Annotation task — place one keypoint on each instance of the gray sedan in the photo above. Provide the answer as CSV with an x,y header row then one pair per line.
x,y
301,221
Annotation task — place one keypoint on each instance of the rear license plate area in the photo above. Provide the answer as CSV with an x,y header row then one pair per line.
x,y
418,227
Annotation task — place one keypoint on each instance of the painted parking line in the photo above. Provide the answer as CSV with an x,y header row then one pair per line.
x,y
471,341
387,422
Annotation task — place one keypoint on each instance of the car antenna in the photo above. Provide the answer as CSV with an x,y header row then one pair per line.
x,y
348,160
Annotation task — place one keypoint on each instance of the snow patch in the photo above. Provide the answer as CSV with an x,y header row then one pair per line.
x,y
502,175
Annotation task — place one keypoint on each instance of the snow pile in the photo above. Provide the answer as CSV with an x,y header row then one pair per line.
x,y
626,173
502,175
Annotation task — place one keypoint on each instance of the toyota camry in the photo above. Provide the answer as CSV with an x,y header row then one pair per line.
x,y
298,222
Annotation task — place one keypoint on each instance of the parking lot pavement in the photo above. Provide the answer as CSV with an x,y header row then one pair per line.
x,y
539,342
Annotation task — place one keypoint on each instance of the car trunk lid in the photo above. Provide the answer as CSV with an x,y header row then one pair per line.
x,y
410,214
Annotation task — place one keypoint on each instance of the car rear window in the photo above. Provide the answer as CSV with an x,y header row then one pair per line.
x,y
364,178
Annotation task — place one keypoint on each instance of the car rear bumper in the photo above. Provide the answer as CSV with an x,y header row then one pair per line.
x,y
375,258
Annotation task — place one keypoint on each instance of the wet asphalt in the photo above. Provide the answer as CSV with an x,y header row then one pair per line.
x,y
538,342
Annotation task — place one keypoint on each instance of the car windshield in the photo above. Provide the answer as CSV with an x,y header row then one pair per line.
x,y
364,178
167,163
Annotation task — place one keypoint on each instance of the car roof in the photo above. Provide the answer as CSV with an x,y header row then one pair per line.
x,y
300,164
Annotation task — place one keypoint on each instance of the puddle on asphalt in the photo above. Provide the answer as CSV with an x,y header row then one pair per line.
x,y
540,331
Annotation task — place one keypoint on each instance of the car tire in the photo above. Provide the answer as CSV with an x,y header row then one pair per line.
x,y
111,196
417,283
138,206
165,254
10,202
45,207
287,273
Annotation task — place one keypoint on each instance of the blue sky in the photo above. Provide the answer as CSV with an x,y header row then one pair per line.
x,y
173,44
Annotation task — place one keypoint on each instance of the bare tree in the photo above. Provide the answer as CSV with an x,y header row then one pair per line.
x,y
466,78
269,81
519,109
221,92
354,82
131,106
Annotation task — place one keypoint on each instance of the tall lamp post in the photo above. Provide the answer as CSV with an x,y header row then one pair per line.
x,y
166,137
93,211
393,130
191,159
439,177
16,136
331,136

-=-=-=-=-

#### What is being asked:
Output the data exactly, in full.

#### Reply:
Annotation task — place one keypoint on each instance of the gray sedan in the photo above. Provide the answer as CSV with an x,y header row then one pair per line.
x,y
301,221
Annotation task — place one keypoint on each instance of the rear license plate area in the photo above. Provide the answer as CSV with an x,y header row then one pair per line.
x,y
418,227
Annotation task — place one keypoint on each instance of the painted parking line in the photo above. Provide the answer as CSV with an x,y header row then one pair per line.
x,y
471,341
387,422
Annotation task — place one keypoint on each instance of the car antenna in the photo above. Provide the answer as CSV with an x,y header row then one pair per line.
x,y
348,160
Annotation task — place one keypoint on each instance of the snow patch in the photo above. Provide the answer as CSV with an x,y header row then one pair per line.
x,y
502,175
Annotation task — place one keypoint on each instance of the snow pile in the photo above. Provide the answer as CSV with an x,y header row then one pair per line.
x,y
626,173
502,175
Annotation task — place one keypoint on each instance of the toyota camry in the photo above. Provide the answer as CSV with an x,y header row then one pair per line.
x,y
298,222
Annotation task — place one keypoint on each instance of the parking lot pavement in the photo above. Provide the answer as CSV with an x,y header row then one pair per line.
x,y
539,342
Annotation task — place one keypoint on each instance of the car trunk lid in the photo above. Provide the answer as CSV with an x,y header row then one pair per line.
x,y
410,214
Annotation task — place one keypoint on each instance of the car rear window in the photo above. Provide the answer as CSV with an x,y header row then one pair per line.
x,y
364,178
Annotation task — place one keypoint on each instance of the car rear bumper in the photo above. Provide the answer as CSV with an x,y header row then one pair per line.
x,y
375,258
Annotation task — place one keypoint on each instance of the wet asphalt in the photo above. Provide the answer as CSV with an x,y header row then one pair per line.
x,y
538,342
Annotation task — place one keypoint on each instance of the car windshield in the photo above. Provide the answer as CSV with an x,y header row then one pair per line.
x,y
364,178
167,163
Annotation task — place one keypoint on each instance of the car roof in the photo above. Provide the answer as CSV with an x,y header row then one pair per line.
x,y
300,164
Annotation task — place one keypoint on each instance of the puddle on asphalt in the photo above. Provide the answer as CSV with an x,y header row then one pair per line.
x,y
540,331
Annotation task — place one keypoint on each instance of the car tire in the photo above. Provide the answer as CSV with an x,y header row then one pair per line.
x,y
111,196
417,283
138,206
165,254
10,202
45,207
287,273
Annotation task — place one keypoint on each instance of the blue sky in the photo above. Provide the answer as CSV with an x,y header row then one pair per line.
x,y
173,44
Annotation task — place one keypoint on each instance of the bare tree in the photo above. Provide the answer as CSV with an x,y header row then one pair per line.
x,y
466,78
269,81
519,109
221,92
354,82
131,106
Annotation task — place one keypoint on each instance of the tall lamp post in the photo above. Provide the answer as CSV with an x,y header row then one pair per line.
x,y
166,137
93,211
393,130
191,159
439,177
16,136
331,136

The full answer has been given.